* DATASET EXTRACT
----

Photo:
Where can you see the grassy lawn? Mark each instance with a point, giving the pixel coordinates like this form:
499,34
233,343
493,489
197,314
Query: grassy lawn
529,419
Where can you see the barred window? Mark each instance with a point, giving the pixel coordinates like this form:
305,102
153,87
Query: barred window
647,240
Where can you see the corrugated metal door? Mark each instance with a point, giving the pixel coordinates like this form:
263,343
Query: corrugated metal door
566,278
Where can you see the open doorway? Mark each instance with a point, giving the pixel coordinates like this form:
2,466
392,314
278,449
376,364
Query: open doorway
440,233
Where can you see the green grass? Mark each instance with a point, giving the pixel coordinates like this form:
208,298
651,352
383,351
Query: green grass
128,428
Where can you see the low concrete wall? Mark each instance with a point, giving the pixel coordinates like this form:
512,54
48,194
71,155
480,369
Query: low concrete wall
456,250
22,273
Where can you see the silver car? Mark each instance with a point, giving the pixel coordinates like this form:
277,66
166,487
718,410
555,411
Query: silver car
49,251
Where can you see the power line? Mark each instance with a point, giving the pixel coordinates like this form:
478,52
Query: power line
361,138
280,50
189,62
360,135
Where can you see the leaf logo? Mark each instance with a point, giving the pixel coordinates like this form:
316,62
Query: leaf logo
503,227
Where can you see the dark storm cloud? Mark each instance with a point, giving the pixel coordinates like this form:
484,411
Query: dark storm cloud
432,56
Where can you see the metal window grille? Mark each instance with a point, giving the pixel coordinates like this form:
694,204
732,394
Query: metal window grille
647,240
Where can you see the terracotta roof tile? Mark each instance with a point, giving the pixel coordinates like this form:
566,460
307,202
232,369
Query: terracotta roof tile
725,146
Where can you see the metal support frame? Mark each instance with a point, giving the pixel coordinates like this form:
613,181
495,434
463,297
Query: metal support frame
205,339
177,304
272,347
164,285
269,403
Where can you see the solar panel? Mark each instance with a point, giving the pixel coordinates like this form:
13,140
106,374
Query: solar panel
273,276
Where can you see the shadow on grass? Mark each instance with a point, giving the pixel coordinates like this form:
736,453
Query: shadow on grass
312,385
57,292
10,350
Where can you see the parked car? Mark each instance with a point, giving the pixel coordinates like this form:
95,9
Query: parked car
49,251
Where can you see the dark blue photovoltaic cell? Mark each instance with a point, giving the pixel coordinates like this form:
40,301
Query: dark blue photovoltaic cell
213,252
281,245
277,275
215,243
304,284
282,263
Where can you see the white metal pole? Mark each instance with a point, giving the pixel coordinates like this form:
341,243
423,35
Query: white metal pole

----

* ABOUT THIS TASK
Line by line, repeat everything in the records verbatim.

* ANSWER SPACE
Photo:
Where can you see the grassy lawn? Mark each instance with a point, giving the pixel coordinates like this form:
499,34
233,343
493,489
197,314
Query: grassy lawn
529,419
Where can you see the barred window? Mark each instance with a point, giving the pixel coordinates like this form:
305,102
153,87
Query: barred window
647,240
Where can you see the corrugated metal door? Mark each instance with a point, giving the pixel coordinates like this form:
263,343
Query: corrugated metal door
566,278
Where can you see the open doorway? Mark each instance with a point, giving the pixel coordinates like this form:
2,466
392,314
278,449
376,364
Query: open doorway
440,233
Where can you see the green grass? Mark each instance with a point, giving the pixel coordinates like this form:
208,298
651,352
383,351
Query: green grass
128,428
Where can you see the low concrete wall? Mark each instance with a point, giving the pixel coordinates like this form:
512,54
48,194
71,155
480,369
Query: low concrete wall
456,250
22,273
Where can you see the silver car? Mark each instance with a point, giving the pixel coordinates like this form:
277,66
166,487
718,410
555,411
Query: silver car
49,251
Where can you see the power line? Mark each instance with a point, giving the pixel coordinates like this form:
478,52
Query: power line
361,138
280,50
189,62
360,135
Where can you see the leaf logo? Mark each instance with a point, giving the pixel coordinates like this form:
316,62
Query: leaf logo
503,227
Where can you see the dark storm cloud? Mark each instance with a point, giving the pixel coordinates like this form:
484,411
Query: dark storm cloud
432,56
Where can you see the metal window grille? Mark each instance with a point, giving the pixel coordinates like this form:
694,204
732,394
Query: metal window grille
647,240
Where can you see the terracotta roof tile? Mark each instance with a point, giving the pixel coordinates like this form:
566,460
307,202
232,369
Query: terracotta roof tile
725,146
Where can you see the metal support frame? Mark each instance with a point, giving the pixel coordinates like this form:
613,181
495,434
463,297
Query: metal support frame
205,339
177,304
272,347
164,285
269,403
Where can you see the solar panel? Mark each instance with a point, giving the pixel coordinates like this form:
13,140
106,374
Query: solar panel
273,276
Where can you see the shadow on grass? Mark each instance with a point, giving the pixel coordinates like this form:
736,453
Query: shadow on grass
312,385
57,292
10,350
Where can you see the parked car? Mark each instance with a point, giving the pixel coordinates like this form:
95,9
Query: parked car
49,251
Where can you see the dark blue photovoltaic cell? Mark each instance with a point, giving the pixel coordinates like this form:
40,301
Query: dark blue photovoltaic cell
213,252
281,245
277,275
215,243
304,284
282,263
Where can you see the white metal pole? Mark each instance with a point, giving the pixel coordinates like this form:
341,243
423,35
Query: white metal pole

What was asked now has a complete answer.